**TEXT PASSAGE:**
____________
Kracha is released from jail and takes up residence in Dorta's house, Dubik's wife. Nearly a month later he returns to the steel mills in Homestead and pays his sister Franka to board his two youngest daughters. His oldest daughter, Mary, first stays with Dorta and helps with the boarders, then moves in with an American family to take a job caring for their young son. Kracha was never very close to his children and this does not seem to bother him. He continues to feel sorry for himself, still thinks of Zuska, and toys with the idea of opening another butcher shop.

Part Two

Part two focuses on Mike Dobrejcak who immigrated to the United States of America at the age of 14. He emigrated from Slovakia. Mike boarded at Dorta's and worked in the steel mill his entire adult life. He and his co-workers were subjected to hazardous working conditions and were degraded by the supervisors who called them Hunky. The mill poured out slag into the nearby river where many of the mill workers homes were located. Mike was an unusual immigrant in that he learned English and became a U.S. citizen. He always had an interest in politics and wanted to work for a better life.
____________
**THE TASKS:**
1. List every person named in the steel mill summary above.
2. Write the next part of the steel mill summary, continuing after its final sentence.

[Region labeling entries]
____________
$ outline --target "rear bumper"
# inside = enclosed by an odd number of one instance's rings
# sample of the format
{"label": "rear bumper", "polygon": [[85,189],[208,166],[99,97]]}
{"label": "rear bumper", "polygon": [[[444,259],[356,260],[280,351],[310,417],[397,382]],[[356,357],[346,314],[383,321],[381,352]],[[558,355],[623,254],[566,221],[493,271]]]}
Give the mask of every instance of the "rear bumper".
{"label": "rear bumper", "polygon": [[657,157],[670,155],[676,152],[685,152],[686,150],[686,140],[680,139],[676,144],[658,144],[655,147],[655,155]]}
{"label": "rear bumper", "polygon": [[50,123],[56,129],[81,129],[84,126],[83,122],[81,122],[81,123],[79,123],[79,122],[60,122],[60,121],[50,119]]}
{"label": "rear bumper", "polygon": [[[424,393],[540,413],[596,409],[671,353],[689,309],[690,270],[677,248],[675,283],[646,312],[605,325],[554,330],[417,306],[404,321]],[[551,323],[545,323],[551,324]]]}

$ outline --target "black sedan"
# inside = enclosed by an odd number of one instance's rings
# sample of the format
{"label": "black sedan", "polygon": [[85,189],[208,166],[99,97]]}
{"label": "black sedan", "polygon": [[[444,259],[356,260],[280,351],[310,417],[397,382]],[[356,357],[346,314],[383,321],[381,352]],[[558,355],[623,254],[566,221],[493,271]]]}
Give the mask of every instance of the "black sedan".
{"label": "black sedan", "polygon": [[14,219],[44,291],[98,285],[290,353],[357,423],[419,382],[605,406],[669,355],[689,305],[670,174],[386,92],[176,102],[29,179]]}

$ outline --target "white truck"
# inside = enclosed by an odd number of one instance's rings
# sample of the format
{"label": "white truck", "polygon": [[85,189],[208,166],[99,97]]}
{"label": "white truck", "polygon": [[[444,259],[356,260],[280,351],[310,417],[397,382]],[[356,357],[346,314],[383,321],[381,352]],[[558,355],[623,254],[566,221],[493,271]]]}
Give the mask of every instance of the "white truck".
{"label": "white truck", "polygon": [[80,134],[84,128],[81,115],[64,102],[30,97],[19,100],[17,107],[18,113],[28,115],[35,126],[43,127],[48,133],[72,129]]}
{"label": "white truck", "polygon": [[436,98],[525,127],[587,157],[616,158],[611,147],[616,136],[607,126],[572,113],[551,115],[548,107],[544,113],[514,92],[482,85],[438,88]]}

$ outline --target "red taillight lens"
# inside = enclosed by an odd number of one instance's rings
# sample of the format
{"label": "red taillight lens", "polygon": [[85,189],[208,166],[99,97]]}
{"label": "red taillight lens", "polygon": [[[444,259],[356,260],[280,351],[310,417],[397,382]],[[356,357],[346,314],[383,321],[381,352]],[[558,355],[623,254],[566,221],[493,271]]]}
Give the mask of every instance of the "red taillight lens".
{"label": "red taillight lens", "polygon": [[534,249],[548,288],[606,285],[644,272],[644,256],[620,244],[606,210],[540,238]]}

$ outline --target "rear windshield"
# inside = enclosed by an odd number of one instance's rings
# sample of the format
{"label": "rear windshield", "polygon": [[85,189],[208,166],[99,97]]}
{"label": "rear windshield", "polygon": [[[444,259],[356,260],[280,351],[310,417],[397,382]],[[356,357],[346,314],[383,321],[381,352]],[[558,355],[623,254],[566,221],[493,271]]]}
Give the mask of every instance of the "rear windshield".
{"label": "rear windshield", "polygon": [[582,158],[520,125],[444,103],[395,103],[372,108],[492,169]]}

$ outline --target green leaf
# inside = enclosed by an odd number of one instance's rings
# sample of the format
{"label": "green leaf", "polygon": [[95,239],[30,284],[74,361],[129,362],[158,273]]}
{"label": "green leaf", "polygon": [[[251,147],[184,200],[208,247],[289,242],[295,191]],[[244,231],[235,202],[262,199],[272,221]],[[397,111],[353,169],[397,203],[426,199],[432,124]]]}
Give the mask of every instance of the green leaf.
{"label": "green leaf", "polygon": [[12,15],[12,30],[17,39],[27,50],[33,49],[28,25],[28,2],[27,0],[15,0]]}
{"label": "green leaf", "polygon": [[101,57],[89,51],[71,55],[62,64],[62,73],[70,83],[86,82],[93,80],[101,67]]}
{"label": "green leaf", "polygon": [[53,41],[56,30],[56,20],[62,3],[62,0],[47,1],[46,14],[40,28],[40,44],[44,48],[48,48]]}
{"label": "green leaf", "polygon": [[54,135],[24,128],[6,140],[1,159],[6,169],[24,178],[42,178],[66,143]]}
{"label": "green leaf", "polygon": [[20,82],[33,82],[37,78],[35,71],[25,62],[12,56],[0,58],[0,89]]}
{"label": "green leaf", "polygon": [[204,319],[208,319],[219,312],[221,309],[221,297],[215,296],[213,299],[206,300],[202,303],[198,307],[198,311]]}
____________
**OUTPUTS BY TASK:**
1. Kracha, Dorta, Dubik, Franka, Mary, Zuska, Mike Dobrejcak

2.
While staying at Dorta's he met Kracha's daughter Mary whom he later married. Over time they had four children, two girls and two boys. Mike received great joy from his children and wife even though times were tough. As a result of Mike's higher education he was left wanting more for himself and for his family and he knew the only way to get it was through ones own will power.

"Nobody can help us but ourselves, and if anything is to be done we will have to do it ourselves. That's what I learned. God pity me, sometimes I wish I could have gone along without learning it, gone on talking and making plans but inside me feeling that maybe it wasn't really true and if it was I was somehow excepted. Inside me hoping that somehow things would change by themselves or that other people would do what was necessary and I'd never have to risk the little I have." (Bell, p. 194).

The work at the mills was up and down year after year and the threat of reduced work was always in Mike's mind. To make ends meet, Mary took on boarders, a strenuous and time consuming role. Mary often fed them pirohi and halushki which were native dishes from Slovakia and inexpensive to make. The rigorous schedule eventually caught up to Mary. When she was pregnant with their fourth child, Mary became ill. Unable to get the rest she needed to recover Mary and Mike decided to stop taking in boarders which made it even harder to make ends meet.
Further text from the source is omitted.